TEXT SHOWN:
• • • •

Mine never _looks_ edible, but it tastes great :haha:


----------



## leoniebabey

i mostly cheat too haha!


----------



## lauram_92

mayb_baby said:


> Noooo it's soooo bland! *What about your lo?* I love cookin I 'couldn't' cook unitil I was preggo now I can cook soo much from scratch!
> Making Michael homemade veggy soup after uni tomorrow today he had shepherds pie :thumbup:

It is mainly meat I don't do, just too scared about under cooking it. And I really struggle to find time to cook anything! I do a lot of veg mixes for him, I can do like cheese sauce for macaroni/cauliflour cheese. And he gets stuff like basic omettes or scrambled egg. If my parents do a roast I'll nick some of it. If I have no time he gets a jar - very rare. Sometimes he gets fish fingers/waffles if I have nothing else. :blush: He gets like mince & tattie and that sort of stuff too, if my parents make too much.


----------



## emmylou92

Im making this 
The chicken on this website
https://theharriedcook.blogspot.com/2011/05/pita-bread-and-chicken-kebabs.html

The chilli sauce on this website
https://www.bbc.co.uk/food/recipes/chickendonerkebab_86978

And garlic sauce
Greek yogurt
Cloves of garlic crushed to a smooth paste
Mayo
Lemon juice


----------



## leoniebabey

i can make steak pie
i use ready done pastry though, cook the steak in the frying pan for a little with some onions then make some beef stock and put that and the onions and steak in the pie dish with the pastry and cook in the oven :)


----------



## mayb_baby

lauram_92 said:


> mayb_baby said:
> 
> 
> Noooo it's soooo bland! *What about your lo?* I love cookin I 'couldn't' cook unitil I was preggo now I can cook soo much from scratch!
> Making Michael homemade veggy soup after uni tomorrow today he had shepherds pie :thumbup:
> 
> It is mainly meat I don't do, just too scared about under cooking it. And I really struggle to find time to cook anything! I do a lot of veg mixes for him, I can do like cheese sauce for macaroni/cauliflour cheese. And he gets stuff like basic omettes or scrambled egg. If my parents do a roast I'll nick some of it. If I have no time he gets a jar - very rare. Sometimes he gets fish fingers/waffles if I have nothing else. :blush: He gets like mince & tattie and that sort of stuff too, if my parents make too much.Click to expand...

• • • •

PROBLEMS TO WORK ON:
[A] From the cooking thread, extract the passage starting with "## mayb_baby" and going on through "much.Click to expand...", copying it word for word.
[B] Write what comes next in the cooking thread, picking up right after its last sentence.
The lines that come next are separate from the cooking thread.

INFORMATION SHOWN:
• • • •

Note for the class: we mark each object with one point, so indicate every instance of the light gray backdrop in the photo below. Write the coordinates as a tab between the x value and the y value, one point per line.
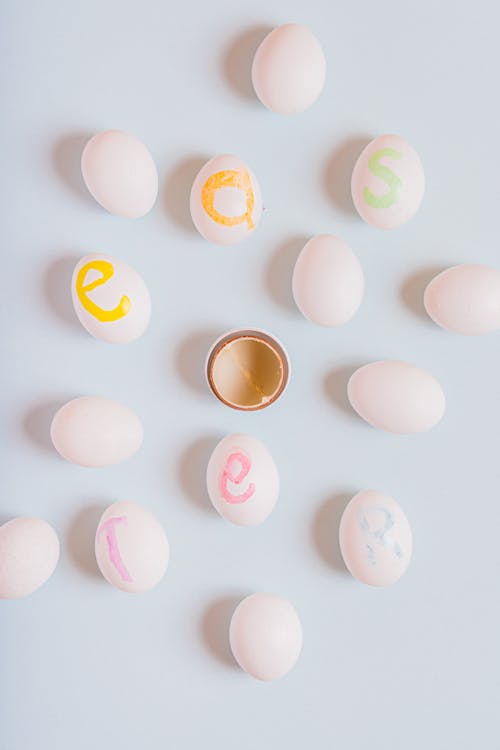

• • • •

RESULTS:
[A]
## mayb_baby

lauram_92 said:


> mayb_baby said:
> 
> 
> Noooo it's soooo bland! *What about your lo?* I love cookin I 'couldn't' cook unitil I was preggo now I can cook soo much from scratch!
> Making Michael homemade veggy soup after uni tomorrow today he had shepherds pie :thumbup:
> 
> It is mainly meat I don't do, just too scared about under cooking it. And I really struggle to find time to cook anything! I do a lot of veg mixes for him, I can do like cheese sauce for macaroni/cauliflour cheese. And he gets stuff like basic omettes or scrambled egg. If my parents do a roast I'll nick some of it. If I have no time he gets a jar - very rare. Sometimes he gets fish fingers/waffles if I have nothing else. :blush: He gets like mince & tattie and that sort of stuff too, if my parents make too much.Click to expand...

[B]
I was weird with meat you should get a meat thermometer it will ease your mind loads :thumbup:
Omelettes and scrambled egg is cooking :)


----------



## mayb_baby

*Creamy or not creamy veggy soup*


Spoiler
2 Potatoes chopped
2 Leeks sliced 
2 Celery sticks sliced
2 Carrots peeled and chopped
30g butter
1L of chicken stock
1/2 cup of cream (only for Michael way too fatty :haha:) 
Salt and pepper
2tablespoons of chopped Parsley 

Melt the butter in a saucepan, add veg and chopped parsley cover and cook for about 10 mins
Add stock, bring to the boil then reduce heat and cover, simmering gently for 30mins until veg are tender
Stir in the cream, add salt and pepper


*Shepherds Pie (Today's Dinner)*


Spoiler
1 1/2 lbs of lean minced beef 
1 onion chopped
1 cup of chopped carrots
1 cup of peas
1 1/2 - 2 lbs potatoes 
8 tablespoons butter
1/2 cup beef stock
1 teaspoon Worcestershire sauce
Salt, pepper

Peel and quarter potatoes, boil in salted water until tender 
While the potatoes are cooking, melt 4 Tablespoons butter in large frying pan.
Cook the onions and carrots in butter until tender over medium heat (10 mins). 
Then add the peas when the carrots and onions look nearly done.
Add the mince beef and cook until no longer pink.
Add salt and pepper. 
Add worcesterchire sauce. 
Add half a cup of beef stock and cook, uncovered, over low heat for 10 minutes, adding more beef stock as necessary to keep moist.
Mash potatoes in bowl with remainder of butter, season with salt and pepper 
Place beef and onions and veg in baking dish. 
Spread mashed potatoes on top. 
Rough up with a fork so that there are peaks that will brown nicely.
Cook in 200 degree oven until bubbling and brown (about 30 minutes). 
Blast heat for last few minutes if necessary to brown.


----------



## youngmummy94

Sticky Chicken

Sliced chicken breast
1/4 cup peanut butter
1/4 cup sweet chili sauce
1/4 soy sauce

Combine peanut butter, sweet chili and soy sauce. Marinate chicken for as long as possible. Cook in oven for 40 minutes or until cooked. Serve with salad or steamed vegies


----------



## Rhio92

Leek and potato soup

Spoiler
- potatoes
- a leek
- a couple of tablespoons of parsley (dried will do :) )
- an onion
- 1 vegetable stock cube (chicken stock tastes just as nice too :D )

Slice the vegetables. Size depends on whether you like chunky soup or mushy soup :haha: Put in a large saucepan. Add 1 litre of water, stir in the parsley. Once boiled, add the stock cube. Bring down from boiling, and allow to simmer for 25-30 minutes. Done :D

Banana power breakfast bars

Spoiler
- 2 bananas
- 125g oats
- 50g (about 2 tablespoons) golden syrup
- 100g butter
- 50g sugar
- 100g self raising flour
- 75g nuts, seeds, raisins, whatever you like really (even chocolate chips)
- 1 egg
Preheat the oven to 180 degrees. Grease and line a baking tray.
Put the golden syrup, sugar and butter in a pan, and heat until it is all melted. Put the pan aside to cool.
Sieve the flour in a bowl. Add oats and nuts (or whatever your ingredient is).
Mash the bananas in a bowl and mix in the egg. 
Stir the banana and egg mix into the four mix. Stir the butter, golden syrup and sugar mix with the flour and banana mix.
Put mixture into the baking tray, and cook for 20-25 minutes.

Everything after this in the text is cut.